Index

Thursday, January 18, 2001

Mad cow disease fears prompt
ban on some blood donations

By Eric B. Pilgrim
Stars and Stripes

Two years ago, blood banks turned away donors who had lived in the United Kingdom because of growing concerns over mad cow disease. Now the ban is spreading over Europe.

Officials at the American Red Cross will soon turn away blood donors who have lived in Western Europe for more than six months from 1980 to now, and are urging other agencies to follow suit.

Despite Red Cross insistence that blood from donors who have lived here could be contaminated with the disease, formally known as bovine spongiform encephalopathy, or BSE, officials from the military have not halted blood drives.

"The European medical command has not" stopped collections, said Susan Porter, supervisor at the donor center in Heidelberg Army Hospital. "It’s safe, quality, pure blood."

The latest blood panic started with the Red Cross’ announcement Wednesday, after a few animals that tested positive for the disease surfaced in Germany, the Netherlands and France, according to ABC News.

Growing concern sparked the U.S. Food and Drug Administration to schedule a meeting Thursday to discuss whether to ban donors who have lived in Europe.

"I think we need to settle down," said Army Maj. David Reiber, chief of Blood Services for Landstuhl Army Medical Center.

Fears about the effects of mad cow disease began in the mid-1990s when England scientists discovered a new strain of the Creutzfeldt-Jakob disease, which humans appear to catch by eating beef contaminated with BSE.

Some scientists believe the human variation, called variant Creutzfeldt-Jakob disease or vCJD, can be spread through blood transfusions.

Reiber said the Red Cross may be jumping to some hasty conclusions about how severe a problem BSE is throughout Europe when separated from the cases in the United Kingdom.

To date, vCJD accounts for 88 deaths in England, one in Ireland and three in France since it surfaced.

The Red Cross ban on blood donations only includes those by people who have visited the UK from January 1980 to December 1996. Reiber points out that anybody who visited the UK after 1996 still could donate blood, based on ban restrictions.

"We have only a few cases of BSE in all the rest of Europe and we’re now looking to ban all that blood?" Reiber said. "We may be a little premature."

He also said that unless the FDA sets down a new law banning blood from Western Europe donors, the military will not follow what the Red Cross suggests.

Army members in Europe donate about 3,000 units of blood annually, according to Reiber.

The Air Force donates 1,000 units each year. Of that, the majority of the blood donated stays within the theater to be used for Americans who need it.

Reiber said that the military gets some blood from the American Red Cross in the United States when additional units are needed.

The military also sends blood to the States when there’s an excess in Europe.

If the Red Cross were to cut back on its donations to Europe because of the ban, Americans in Europe would still be OK, Reiber said.

"I doubt we’ll have any impact whatsoever [from the ban], but if we needed it, we would have people here to draw from," Reiber said.

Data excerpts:
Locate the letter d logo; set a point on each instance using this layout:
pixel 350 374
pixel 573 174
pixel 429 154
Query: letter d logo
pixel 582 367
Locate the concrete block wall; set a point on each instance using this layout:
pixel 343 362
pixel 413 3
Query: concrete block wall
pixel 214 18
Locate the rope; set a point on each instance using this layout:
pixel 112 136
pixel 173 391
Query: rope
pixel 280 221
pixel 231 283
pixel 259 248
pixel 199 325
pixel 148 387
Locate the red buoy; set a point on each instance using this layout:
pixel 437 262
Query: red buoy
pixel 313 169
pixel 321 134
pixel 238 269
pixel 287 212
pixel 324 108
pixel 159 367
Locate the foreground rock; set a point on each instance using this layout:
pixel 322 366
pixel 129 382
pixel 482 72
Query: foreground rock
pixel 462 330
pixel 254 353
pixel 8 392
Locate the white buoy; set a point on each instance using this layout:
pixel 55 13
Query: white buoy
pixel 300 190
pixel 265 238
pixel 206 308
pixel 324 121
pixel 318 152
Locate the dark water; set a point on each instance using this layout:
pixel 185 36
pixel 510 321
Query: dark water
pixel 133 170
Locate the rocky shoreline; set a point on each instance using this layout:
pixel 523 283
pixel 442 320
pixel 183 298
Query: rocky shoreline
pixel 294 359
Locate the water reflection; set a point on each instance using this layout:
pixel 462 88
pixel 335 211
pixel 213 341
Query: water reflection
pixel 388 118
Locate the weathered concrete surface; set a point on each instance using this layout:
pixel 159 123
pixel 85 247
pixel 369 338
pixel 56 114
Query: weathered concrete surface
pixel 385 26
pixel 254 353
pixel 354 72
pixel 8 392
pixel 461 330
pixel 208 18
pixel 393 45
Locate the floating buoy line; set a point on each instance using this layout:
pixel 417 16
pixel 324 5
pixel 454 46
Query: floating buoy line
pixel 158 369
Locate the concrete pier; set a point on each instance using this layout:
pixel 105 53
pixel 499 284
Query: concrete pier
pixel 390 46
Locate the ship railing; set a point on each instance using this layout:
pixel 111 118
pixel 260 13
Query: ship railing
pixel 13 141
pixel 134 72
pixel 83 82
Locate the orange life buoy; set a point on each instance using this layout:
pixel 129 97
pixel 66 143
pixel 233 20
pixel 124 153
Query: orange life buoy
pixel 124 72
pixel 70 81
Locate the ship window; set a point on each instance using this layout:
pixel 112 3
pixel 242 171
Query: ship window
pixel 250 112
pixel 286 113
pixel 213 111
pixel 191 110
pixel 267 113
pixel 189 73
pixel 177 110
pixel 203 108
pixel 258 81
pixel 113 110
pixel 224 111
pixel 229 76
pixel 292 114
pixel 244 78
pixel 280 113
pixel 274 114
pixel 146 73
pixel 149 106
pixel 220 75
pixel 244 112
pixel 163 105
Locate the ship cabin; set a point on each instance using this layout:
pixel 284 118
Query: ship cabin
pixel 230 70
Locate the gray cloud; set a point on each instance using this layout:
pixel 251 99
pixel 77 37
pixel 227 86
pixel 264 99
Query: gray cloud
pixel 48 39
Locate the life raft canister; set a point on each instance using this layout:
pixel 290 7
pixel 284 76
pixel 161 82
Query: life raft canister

→ WHAT TO WORK ON:
1 - Retype the part of the blood donation article that begins at the words "Fears about the" and ends after the words "on ban restrictions.".
2 - Using the blood donation article, list each place for which it gives a count of vCJD deaths, along with that count.
The records come from a source separate from the article.

→ LIST OF SOLUTIONS:
1 -
Fears about the effects of mad cow disease began in the mid-1990s when England scientists discovered a new strain of the Creutzfeldt-Jakob disease, which humans appear to catch by eating beef contaminated with BSE.

Some scientists believe the human variation, called variant Creutzfeldt-Jakob disease or vCJD, can be spread through blood transfusions.

Reiber said the Red Cross may be jumping to some hasty conclusions about how severe a problem BSE is throughout Europe when separated from the cases in the United Kingdom.

To date, vCJD accounts for 88 deaths in England, one in Ireland and three in France since it surfaced.

The Red Cross ban on blood donations only includes those by people who have visited the UK from January 1980 to December 1996. Reiber points out that anybody who visited the UK after 1996 still could donate blood, based on ban restrictions.

2 -
England: 88
Ireland: 1
France: 3